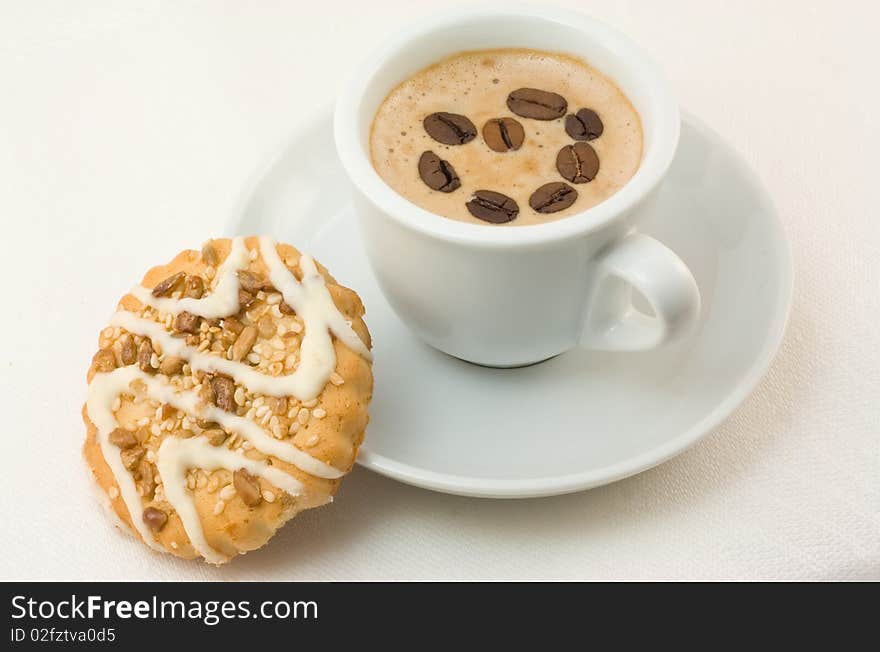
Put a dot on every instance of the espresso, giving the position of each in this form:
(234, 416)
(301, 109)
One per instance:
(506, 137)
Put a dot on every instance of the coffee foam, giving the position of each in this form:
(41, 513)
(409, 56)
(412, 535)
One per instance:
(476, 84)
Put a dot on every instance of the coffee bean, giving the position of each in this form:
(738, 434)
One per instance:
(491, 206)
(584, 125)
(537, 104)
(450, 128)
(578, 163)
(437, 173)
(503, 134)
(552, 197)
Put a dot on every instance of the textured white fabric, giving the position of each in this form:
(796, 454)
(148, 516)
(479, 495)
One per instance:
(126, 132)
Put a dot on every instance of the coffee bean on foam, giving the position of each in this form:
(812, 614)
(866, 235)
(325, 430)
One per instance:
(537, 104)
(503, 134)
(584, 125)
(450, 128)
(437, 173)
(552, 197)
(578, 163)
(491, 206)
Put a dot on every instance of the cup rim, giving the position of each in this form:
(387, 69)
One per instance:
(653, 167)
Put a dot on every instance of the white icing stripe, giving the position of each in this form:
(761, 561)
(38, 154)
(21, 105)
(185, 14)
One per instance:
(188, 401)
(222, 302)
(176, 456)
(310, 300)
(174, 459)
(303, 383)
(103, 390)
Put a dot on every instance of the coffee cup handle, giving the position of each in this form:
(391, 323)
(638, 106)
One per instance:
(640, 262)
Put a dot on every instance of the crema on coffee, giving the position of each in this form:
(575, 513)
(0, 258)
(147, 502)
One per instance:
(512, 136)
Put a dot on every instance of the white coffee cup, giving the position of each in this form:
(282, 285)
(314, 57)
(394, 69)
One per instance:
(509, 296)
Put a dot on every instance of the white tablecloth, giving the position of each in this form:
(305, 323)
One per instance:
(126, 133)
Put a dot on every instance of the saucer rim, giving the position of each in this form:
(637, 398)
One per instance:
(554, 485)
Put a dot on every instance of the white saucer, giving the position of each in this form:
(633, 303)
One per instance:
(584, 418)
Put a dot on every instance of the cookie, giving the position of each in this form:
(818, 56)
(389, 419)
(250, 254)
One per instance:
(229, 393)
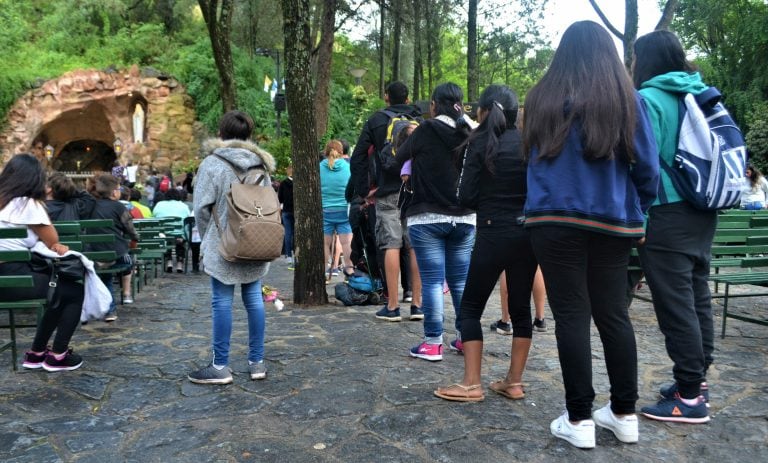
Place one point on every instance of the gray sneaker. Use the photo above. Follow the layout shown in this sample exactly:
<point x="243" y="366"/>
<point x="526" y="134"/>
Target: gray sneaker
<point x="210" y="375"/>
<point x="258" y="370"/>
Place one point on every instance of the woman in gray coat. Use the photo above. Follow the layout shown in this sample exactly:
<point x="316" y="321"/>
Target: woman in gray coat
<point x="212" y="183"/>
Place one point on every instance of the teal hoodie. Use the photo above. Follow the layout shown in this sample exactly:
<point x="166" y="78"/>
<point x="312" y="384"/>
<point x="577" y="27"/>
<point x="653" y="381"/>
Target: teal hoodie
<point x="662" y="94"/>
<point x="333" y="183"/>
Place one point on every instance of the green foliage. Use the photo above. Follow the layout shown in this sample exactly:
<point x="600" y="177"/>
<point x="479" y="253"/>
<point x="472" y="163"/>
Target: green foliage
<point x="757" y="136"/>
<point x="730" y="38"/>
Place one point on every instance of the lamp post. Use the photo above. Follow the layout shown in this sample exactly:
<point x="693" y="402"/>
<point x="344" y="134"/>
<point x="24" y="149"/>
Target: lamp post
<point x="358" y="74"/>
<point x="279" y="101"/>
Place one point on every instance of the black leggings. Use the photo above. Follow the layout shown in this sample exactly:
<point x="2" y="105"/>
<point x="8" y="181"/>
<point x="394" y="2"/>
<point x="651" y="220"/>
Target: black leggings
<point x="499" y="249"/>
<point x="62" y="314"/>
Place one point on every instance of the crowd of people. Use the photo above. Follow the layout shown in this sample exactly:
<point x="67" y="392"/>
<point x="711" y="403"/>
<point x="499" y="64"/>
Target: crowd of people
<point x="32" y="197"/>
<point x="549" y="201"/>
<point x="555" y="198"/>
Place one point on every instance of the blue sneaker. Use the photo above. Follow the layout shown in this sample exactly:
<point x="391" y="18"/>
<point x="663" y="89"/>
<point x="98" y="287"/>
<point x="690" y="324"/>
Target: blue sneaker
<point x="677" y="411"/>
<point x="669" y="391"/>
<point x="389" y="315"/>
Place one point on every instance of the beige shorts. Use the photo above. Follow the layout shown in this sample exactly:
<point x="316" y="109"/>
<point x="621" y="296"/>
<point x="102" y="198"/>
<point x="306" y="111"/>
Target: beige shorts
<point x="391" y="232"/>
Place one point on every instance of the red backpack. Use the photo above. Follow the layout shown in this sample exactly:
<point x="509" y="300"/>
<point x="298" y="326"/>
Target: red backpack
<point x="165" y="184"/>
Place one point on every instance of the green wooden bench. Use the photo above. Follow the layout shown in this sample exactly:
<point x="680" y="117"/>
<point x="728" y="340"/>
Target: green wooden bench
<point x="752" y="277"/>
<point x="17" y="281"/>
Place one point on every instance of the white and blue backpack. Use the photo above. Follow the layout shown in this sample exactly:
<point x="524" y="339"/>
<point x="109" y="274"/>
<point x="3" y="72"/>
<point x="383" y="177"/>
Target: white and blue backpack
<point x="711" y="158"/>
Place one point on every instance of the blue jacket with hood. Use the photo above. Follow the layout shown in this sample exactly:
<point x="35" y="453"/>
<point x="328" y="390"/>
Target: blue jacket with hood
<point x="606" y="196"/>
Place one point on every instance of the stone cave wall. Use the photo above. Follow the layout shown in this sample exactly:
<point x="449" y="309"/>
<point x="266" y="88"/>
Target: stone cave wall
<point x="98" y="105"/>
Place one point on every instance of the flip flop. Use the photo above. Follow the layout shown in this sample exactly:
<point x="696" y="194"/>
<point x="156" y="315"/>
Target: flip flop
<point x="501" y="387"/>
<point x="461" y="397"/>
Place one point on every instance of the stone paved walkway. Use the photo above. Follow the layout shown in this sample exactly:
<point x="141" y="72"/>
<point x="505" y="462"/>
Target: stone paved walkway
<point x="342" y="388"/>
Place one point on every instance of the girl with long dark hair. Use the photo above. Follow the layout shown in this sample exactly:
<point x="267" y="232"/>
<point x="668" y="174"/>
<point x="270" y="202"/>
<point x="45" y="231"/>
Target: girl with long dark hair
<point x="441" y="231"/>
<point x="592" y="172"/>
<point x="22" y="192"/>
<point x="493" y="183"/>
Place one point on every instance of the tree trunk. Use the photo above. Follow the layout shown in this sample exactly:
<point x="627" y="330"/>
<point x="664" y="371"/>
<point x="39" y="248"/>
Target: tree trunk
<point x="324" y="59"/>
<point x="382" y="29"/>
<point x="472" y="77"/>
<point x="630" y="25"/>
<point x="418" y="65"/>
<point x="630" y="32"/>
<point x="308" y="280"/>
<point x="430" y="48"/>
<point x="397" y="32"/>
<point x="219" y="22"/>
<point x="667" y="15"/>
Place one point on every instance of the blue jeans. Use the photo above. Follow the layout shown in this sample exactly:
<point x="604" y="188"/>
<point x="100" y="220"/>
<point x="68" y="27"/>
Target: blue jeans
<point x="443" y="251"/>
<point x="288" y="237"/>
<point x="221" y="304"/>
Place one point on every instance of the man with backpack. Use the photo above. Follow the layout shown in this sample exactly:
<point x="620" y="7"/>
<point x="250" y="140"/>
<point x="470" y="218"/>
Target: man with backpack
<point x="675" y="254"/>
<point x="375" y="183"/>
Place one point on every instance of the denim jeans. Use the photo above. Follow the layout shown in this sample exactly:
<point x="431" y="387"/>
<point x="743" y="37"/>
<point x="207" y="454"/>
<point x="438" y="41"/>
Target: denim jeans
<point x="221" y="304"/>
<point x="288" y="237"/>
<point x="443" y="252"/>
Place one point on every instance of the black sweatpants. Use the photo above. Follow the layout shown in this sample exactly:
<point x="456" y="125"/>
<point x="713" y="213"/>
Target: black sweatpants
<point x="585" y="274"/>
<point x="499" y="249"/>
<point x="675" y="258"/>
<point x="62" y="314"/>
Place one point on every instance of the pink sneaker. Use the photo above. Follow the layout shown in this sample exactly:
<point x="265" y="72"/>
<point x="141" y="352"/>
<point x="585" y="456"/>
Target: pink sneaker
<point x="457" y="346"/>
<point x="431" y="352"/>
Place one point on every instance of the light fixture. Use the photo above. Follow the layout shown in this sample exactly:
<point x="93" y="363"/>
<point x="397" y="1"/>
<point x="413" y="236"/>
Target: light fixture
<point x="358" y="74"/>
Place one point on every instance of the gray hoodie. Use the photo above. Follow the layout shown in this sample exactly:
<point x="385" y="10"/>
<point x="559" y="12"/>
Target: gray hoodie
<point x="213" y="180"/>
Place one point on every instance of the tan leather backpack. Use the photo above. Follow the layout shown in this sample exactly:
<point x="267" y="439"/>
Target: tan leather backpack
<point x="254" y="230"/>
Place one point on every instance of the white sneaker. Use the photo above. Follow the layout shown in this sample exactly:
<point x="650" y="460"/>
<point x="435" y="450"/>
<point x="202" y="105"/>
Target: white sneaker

+++++

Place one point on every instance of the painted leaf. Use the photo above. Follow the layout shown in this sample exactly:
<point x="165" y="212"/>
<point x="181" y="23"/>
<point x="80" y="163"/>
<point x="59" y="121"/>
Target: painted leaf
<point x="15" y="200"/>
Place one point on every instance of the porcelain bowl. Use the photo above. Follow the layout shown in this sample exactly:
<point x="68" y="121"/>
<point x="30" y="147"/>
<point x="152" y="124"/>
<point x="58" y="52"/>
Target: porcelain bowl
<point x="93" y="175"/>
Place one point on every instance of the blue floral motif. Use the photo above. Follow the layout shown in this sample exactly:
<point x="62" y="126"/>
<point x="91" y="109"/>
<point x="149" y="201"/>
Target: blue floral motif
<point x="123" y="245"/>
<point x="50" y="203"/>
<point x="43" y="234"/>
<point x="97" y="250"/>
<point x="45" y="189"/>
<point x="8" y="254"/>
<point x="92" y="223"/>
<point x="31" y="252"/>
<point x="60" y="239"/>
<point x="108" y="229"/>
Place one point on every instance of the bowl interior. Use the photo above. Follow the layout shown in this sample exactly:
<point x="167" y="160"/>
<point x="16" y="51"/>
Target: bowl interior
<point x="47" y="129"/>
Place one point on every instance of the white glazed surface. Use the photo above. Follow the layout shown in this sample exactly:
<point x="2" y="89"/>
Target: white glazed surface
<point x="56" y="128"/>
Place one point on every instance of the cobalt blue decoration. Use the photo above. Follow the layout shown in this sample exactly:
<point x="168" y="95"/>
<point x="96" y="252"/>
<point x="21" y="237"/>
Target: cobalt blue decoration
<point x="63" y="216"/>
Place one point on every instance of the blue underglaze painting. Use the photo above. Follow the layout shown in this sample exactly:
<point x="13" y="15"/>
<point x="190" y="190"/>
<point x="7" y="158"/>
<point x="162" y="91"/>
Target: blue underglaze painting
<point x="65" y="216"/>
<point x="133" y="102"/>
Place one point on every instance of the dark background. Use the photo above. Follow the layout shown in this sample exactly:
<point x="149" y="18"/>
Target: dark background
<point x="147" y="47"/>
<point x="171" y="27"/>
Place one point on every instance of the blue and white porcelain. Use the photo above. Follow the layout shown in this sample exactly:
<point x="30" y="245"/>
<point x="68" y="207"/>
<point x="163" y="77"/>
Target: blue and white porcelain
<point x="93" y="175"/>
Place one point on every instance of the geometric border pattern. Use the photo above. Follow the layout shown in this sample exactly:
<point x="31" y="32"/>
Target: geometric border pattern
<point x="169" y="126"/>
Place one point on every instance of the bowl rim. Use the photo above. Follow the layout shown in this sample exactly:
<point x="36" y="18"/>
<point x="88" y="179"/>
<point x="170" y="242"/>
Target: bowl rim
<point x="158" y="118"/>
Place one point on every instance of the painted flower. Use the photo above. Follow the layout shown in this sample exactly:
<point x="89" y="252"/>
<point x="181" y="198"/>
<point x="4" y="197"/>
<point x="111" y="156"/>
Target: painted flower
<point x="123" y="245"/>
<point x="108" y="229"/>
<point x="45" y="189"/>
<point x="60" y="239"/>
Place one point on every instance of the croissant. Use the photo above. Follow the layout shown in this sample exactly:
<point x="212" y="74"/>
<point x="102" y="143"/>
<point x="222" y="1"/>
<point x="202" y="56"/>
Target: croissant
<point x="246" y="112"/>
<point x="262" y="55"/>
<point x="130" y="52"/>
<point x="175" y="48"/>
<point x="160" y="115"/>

+++++

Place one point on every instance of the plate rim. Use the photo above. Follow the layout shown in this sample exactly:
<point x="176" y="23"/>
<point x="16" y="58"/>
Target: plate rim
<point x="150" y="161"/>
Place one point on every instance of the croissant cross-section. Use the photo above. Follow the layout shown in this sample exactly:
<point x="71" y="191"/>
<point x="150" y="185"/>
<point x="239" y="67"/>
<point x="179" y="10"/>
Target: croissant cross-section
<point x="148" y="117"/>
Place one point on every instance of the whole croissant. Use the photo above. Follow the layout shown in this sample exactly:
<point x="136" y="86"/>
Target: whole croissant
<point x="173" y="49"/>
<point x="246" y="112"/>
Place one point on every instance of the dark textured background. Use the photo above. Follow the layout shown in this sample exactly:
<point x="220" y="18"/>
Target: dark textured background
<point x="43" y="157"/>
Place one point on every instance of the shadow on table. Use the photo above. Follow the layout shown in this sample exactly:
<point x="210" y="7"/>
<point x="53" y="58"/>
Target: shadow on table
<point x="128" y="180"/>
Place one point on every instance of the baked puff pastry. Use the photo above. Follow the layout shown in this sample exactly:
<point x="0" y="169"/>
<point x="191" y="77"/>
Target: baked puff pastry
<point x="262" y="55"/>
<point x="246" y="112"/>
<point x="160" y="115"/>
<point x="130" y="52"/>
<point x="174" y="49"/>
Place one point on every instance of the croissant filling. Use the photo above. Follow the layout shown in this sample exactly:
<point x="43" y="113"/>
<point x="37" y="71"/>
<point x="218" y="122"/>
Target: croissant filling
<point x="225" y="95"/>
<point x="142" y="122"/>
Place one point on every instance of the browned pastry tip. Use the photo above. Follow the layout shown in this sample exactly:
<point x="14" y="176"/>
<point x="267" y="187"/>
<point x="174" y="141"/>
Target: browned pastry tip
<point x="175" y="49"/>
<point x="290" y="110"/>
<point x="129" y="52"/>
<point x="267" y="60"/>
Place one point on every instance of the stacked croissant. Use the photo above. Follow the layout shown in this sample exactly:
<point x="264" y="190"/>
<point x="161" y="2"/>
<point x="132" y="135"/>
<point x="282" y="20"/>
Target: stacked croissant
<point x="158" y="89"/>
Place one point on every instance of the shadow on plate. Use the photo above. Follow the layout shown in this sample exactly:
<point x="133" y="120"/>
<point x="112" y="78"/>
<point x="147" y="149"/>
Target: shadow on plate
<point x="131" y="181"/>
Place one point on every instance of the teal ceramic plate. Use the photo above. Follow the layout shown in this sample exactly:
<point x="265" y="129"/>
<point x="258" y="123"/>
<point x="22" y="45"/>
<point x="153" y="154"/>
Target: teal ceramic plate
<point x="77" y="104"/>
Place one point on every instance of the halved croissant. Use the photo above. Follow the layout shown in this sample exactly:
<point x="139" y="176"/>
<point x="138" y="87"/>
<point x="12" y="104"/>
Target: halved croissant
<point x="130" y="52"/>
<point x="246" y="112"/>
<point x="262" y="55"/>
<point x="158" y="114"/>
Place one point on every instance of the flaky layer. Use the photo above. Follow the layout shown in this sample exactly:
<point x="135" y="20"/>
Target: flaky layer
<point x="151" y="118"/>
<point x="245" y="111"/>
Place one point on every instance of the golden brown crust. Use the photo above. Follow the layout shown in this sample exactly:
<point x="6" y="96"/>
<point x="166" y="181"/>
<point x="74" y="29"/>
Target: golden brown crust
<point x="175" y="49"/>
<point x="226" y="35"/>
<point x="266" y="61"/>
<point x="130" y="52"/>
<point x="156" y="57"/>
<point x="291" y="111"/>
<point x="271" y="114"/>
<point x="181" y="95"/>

+++++

--- What is needed ---
Look through the entries and return each line that has the word "foam" in it.

--- Response ---
Put a dot on every instance of the coffee foam, giving the position of each in this form:
Put a dot on every instance of the coffee bean on foam, giving the position of each in this form:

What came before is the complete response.